**INSTRUCTIONS TO FOLLOW**
List each line of the data that holds the string "stadium", please.

**EXTRACTED DATA**

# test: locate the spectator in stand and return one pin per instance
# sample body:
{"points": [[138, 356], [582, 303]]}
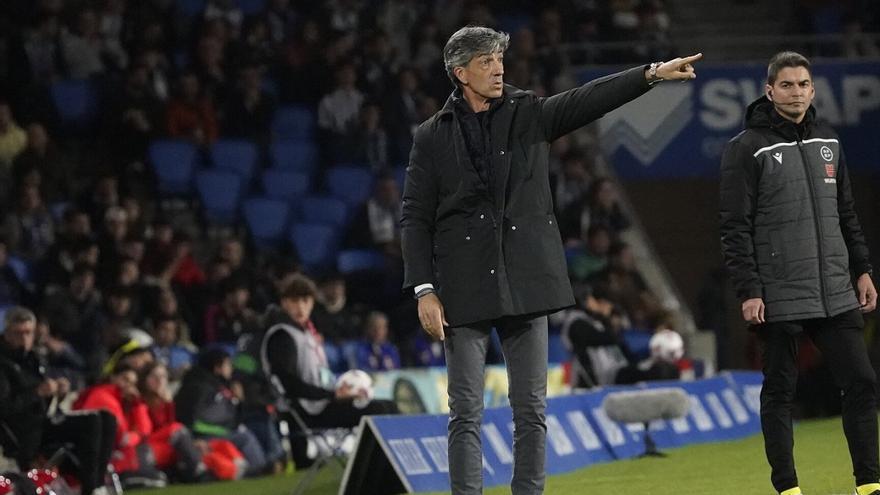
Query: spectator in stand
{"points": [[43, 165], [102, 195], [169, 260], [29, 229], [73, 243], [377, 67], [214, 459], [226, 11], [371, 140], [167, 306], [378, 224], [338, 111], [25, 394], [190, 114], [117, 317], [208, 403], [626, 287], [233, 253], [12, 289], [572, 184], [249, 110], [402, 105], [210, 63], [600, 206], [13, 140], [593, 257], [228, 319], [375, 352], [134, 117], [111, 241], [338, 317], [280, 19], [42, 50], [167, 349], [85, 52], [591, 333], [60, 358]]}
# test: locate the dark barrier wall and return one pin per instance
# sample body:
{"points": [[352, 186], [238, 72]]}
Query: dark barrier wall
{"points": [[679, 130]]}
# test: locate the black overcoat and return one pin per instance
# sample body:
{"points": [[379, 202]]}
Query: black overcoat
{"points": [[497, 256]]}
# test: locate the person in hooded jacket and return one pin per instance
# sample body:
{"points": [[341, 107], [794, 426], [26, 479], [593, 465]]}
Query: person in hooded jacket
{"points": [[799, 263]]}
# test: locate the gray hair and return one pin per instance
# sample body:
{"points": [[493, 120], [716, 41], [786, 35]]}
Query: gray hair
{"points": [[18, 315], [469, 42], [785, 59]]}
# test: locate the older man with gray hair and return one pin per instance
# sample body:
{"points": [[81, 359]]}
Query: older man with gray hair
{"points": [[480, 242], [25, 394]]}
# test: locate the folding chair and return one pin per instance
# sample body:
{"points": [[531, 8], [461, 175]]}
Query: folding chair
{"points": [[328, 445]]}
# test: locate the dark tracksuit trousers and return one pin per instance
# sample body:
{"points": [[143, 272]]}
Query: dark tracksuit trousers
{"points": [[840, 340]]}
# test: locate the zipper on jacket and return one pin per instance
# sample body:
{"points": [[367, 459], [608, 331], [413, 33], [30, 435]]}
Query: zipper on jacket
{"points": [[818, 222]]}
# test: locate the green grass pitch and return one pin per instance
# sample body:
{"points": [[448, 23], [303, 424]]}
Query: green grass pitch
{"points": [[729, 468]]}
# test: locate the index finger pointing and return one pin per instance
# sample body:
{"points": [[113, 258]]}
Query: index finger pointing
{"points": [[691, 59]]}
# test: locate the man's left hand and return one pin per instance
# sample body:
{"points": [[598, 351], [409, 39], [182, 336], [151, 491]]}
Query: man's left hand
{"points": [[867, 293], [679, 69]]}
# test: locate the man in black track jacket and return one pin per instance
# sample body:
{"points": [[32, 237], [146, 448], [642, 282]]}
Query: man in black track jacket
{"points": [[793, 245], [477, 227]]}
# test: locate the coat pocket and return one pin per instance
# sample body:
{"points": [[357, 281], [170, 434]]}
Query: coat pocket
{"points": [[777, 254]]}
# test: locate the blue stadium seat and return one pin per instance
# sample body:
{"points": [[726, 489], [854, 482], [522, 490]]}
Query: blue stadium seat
* * *
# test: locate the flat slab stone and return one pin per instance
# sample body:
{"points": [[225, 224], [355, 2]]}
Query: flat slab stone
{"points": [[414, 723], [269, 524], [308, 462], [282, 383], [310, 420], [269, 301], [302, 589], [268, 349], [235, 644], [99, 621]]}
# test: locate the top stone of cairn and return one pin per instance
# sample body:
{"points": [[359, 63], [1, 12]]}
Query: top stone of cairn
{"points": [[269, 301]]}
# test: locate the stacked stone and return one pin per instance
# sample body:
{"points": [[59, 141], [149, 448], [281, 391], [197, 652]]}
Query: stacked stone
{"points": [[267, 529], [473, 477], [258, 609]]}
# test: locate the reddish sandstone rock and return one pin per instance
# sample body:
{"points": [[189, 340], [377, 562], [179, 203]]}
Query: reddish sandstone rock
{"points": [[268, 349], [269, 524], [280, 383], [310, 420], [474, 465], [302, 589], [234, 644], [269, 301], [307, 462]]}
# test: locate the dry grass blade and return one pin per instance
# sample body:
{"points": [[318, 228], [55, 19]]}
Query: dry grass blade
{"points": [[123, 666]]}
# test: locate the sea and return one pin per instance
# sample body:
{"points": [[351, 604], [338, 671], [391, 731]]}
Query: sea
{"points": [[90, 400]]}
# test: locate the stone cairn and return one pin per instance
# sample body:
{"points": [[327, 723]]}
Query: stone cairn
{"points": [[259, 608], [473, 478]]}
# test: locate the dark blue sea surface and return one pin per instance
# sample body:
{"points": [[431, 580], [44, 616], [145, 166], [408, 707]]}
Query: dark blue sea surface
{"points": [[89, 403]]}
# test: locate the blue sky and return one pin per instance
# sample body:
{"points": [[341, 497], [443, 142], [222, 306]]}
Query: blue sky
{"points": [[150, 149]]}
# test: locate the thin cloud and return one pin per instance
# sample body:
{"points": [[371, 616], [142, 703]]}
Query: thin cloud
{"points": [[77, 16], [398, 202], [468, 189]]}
* * *
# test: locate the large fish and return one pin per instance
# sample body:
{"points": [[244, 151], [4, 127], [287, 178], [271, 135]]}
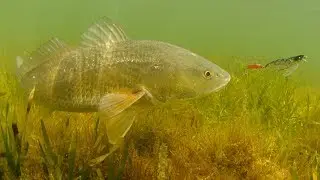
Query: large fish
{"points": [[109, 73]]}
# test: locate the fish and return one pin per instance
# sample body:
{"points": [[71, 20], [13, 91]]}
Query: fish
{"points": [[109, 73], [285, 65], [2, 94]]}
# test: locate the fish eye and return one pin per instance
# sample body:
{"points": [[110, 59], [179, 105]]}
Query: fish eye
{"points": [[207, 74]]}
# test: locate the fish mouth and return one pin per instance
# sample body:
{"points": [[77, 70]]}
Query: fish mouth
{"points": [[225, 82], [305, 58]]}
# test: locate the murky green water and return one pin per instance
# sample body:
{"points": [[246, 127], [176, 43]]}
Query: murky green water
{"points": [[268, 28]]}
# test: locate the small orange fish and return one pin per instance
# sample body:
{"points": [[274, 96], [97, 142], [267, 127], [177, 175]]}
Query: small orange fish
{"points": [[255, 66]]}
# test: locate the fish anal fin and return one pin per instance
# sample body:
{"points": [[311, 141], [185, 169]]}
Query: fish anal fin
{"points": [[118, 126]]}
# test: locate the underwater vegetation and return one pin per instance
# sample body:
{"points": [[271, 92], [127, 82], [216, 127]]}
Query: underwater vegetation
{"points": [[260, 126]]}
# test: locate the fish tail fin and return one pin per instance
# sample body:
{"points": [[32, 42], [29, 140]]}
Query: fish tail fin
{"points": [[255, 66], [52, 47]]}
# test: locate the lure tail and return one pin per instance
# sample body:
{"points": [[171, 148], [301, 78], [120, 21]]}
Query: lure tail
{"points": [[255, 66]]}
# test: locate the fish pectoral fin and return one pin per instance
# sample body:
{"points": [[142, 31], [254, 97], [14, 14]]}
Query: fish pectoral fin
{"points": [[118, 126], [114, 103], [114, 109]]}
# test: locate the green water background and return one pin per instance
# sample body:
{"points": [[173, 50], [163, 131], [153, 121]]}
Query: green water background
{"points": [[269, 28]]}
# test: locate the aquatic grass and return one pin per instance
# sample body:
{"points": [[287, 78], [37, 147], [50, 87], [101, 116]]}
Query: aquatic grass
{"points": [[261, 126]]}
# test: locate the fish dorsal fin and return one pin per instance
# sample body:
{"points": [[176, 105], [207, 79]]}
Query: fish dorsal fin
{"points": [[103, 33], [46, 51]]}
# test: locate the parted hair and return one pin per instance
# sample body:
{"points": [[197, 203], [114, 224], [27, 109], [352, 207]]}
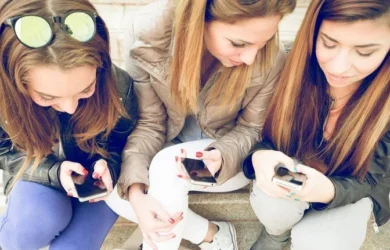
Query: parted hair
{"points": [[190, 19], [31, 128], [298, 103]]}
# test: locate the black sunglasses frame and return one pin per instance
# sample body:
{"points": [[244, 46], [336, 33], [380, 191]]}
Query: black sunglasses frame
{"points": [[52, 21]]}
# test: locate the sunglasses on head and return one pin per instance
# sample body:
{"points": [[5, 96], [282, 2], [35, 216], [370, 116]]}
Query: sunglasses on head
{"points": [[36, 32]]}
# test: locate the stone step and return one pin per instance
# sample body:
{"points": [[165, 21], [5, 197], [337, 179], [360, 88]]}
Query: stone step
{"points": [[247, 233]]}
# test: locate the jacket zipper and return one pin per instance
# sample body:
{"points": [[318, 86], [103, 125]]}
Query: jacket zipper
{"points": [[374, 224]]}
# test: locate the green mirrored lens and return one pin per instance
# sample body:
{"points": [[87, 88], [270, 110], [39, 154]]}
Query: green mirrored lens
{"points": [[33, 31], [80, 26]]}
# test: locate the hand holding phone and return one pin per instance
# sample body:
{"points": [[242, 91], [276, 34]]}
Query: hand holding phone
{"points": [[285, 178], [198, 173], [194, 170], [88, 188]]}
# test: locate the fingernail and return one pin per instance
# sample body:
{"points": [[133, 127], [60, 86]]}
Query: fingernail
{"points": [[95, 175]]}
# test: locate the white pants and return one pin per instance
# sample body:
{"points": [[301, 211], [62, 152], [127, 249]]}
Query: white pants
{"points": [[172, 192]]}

**SOLUTION**
# test: locate the blue stadium seat and return one pin per instance
Query: blue stadium seat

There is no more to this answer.